> Excerto
Quando há barulho a mais, seja por culpa dos catraios ou daquele open space cheio de gente, há uma velha técnica usada para chamar a atenção e acabar com a confusão: falar baixo. É meio passivo-agressivo mas costuma resultar. Gera sentimento de culpa no coração dos histéricos e vai direto aos nossos instintos de mamíferos, uma coisa meio pavloviana. Feist tem esse efeito, sempre teve, mas no novo Pleasure leva-o a um novo limite. Fecha-se no essencial, a voz (aquela voz) e um ou outro instrumento (quase sempre a guitarra). Ela começa, nós calamo-nos e tudo faz sentido. Até o título do álbum joga bem: em português chama-se “prazer”, mesmo que as 11 novas canções sejam sobre falsas aparências, desejos por cumprir, “o que é bom já lá vai” e outro material que dá sempre bom assunto para cantorias.

> Registos apresentados
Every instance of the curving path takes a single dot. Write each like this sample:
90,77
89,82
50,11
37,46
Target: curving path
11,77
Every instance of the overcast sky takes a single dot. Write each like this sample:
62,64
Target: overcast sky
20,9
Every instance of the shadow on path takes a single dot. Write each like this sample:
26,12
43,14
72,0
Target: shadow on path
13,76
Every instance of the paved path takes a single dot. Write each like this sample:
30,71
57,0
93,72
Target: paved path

* * *

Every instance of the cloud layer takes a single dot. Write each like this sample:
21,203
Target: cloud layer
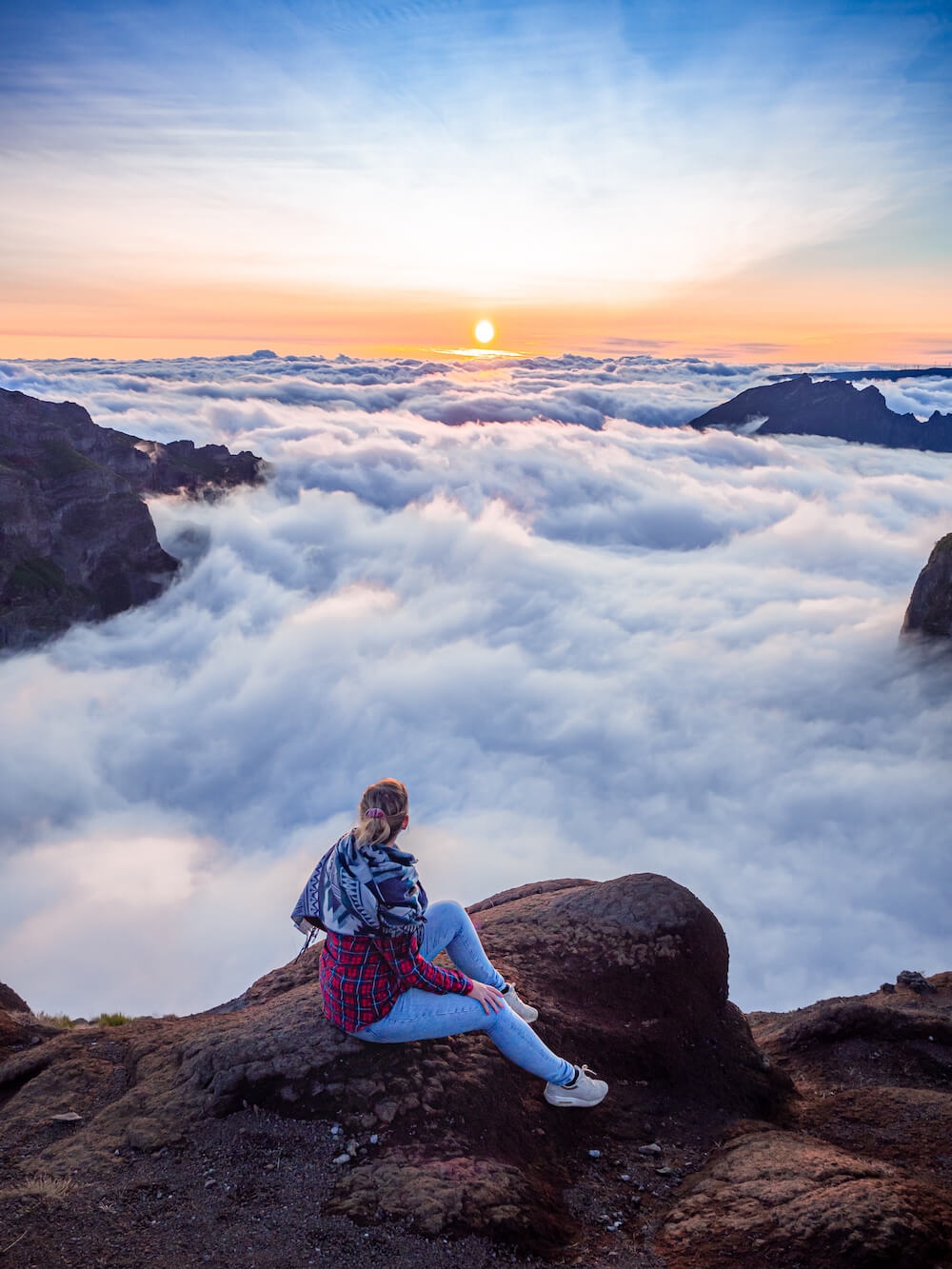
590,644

> Complete o seguinte
1 – Enumere os temas que, segundo o excerto sobre o álbum Pleasure, as 11 novas canções abordam.
2 – Retome o excerto sobre o álbum Pleasure, de Feist, a partir da última frase apresentada.

> Respostas por tarefa
1 –
- falsas aparências
- desejos por cumprir
- "o que é bom já lá vai"

2 –
“Pleasure”; de Feist (Polydor; Universal)

E é logo aqui neste segundo parágrafo que está a grande questão. Sejamos frios nesta análise: tudo o que Feist canta não lhe é único, não são acontecimentos raros, é precisamente o contrário. Mas nem toda a gente consegue transformar a banalidade em bons discos. A grande maioria acerta na escrita de canções quando passa por uma fase irrepetível da vida, quando é atropelado por um pesado de emoções, quando lhe acontece uma desgraça ou uma epifania. Tramado é quando já não há surpresas, tramado é quando há pouco mais do que a rotina para inspirar seja o que for. Mesmo que a rotina seja feita tanto de despertadores e horas marcadas como de um coração partido — até ver, este último também não é exclusivo de ninguém.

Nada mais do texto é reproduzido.